>>>

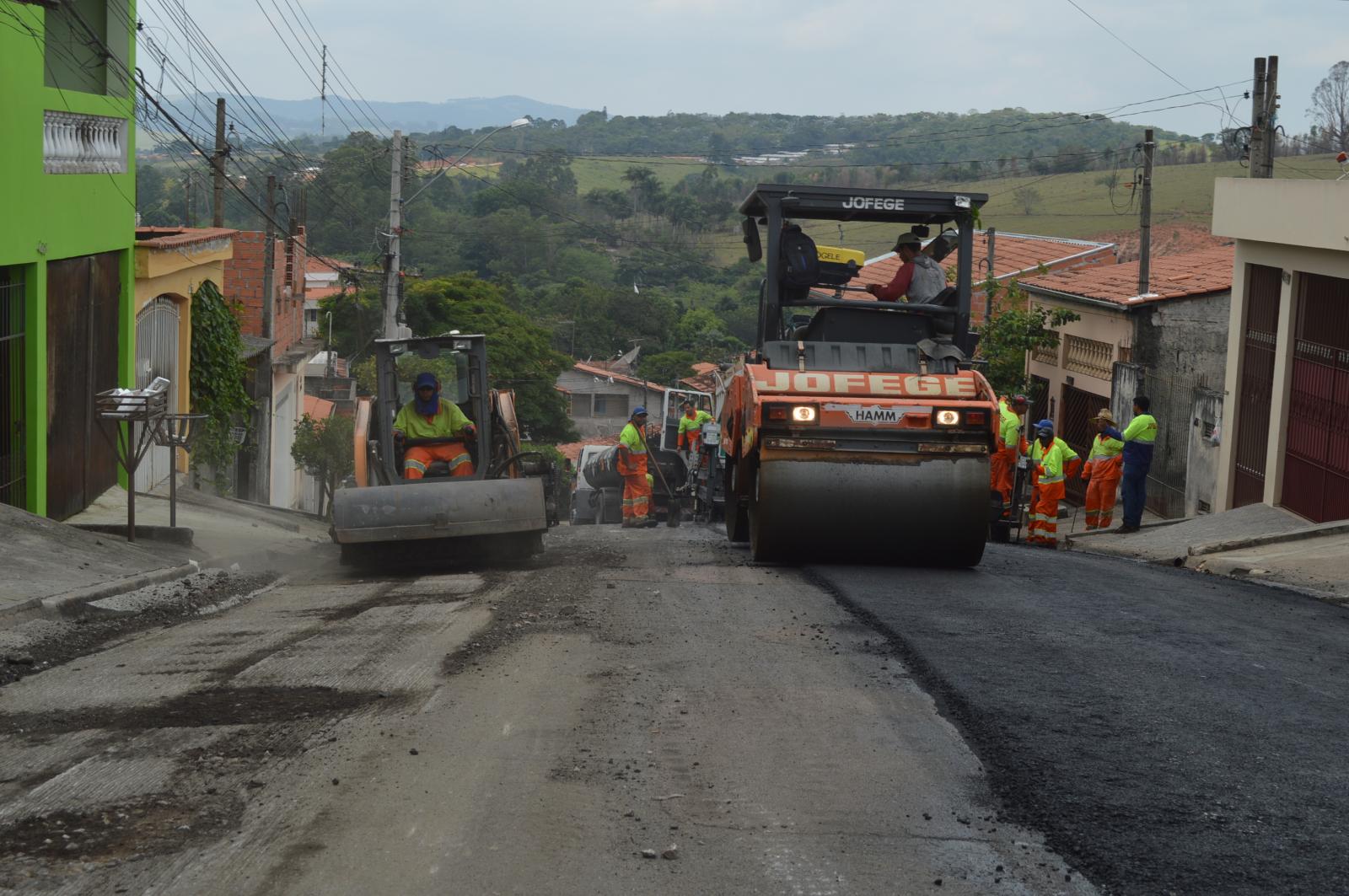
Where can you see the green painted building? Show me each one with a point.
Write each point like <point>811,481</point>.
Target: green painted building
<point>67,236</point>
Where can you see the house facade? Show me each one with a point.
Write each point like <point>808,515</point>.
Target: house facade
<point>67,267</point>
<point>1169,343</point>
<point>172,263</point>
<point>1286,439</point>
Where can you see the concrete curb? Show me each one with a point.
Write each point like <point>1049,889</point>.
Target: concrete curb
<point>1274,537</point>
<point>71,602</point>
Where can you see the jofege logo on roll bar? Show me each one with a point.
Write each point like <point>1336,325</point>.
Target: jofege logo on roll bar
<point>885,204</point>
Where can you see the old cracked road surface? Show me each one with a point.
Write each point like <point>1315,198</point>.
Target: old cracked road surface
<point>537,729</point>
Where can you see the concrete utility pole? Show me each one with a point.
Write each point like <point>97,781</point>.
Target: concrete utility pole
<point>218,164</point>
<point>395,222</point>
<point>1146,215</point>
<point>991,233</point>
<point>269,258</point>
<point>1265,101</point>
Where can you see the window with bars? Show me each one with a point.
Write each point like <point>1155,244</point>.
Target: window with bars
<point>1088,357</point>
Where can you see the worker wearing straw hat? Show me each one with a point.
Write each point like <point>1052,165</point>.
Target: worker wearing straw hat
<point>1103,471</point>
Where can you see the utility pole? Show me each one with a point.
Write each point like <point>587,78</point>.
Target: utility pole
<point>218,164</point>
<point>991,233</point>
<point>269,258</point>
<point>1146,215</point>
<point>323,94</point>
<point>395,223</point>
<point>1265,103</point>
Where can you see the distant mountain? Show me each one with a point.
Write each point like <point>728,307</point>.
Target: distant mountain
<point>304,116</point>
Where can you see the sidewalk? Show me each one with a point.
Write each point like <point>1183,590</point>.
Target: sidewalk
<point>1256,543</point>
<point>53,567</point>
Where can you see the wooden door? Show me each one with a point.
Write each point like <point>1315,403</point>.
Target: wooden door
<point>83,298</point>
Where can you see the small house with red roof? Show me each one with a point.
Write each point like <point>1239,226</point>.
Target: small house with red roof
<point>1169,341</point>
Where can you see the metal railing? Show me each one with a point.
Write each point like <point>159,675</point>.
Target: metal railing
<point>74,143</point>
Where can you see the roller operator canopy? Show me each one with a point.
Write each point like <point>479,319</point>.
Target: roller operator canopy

<<<

▶ **WHAT IS EXPECTED**: Reproduce verbatim the lines from the first one up to and including the line containing "<point>1286,439</point>", omitting the pictures.

▶ **THE SOLUTION**:
Where can you see the green painted building? Show me each one with a point.
Write each point like <point>811,481</point>.
Target: green painted building
<point>67,236</point>
Where can you see the house facade? Show me each one with a point.
Write each point like <point>808,515</point>.
Target: house facade
<point>67,267</point>
<point>1169,343</point>
<point>172,263</point>
<point>1286,439</point>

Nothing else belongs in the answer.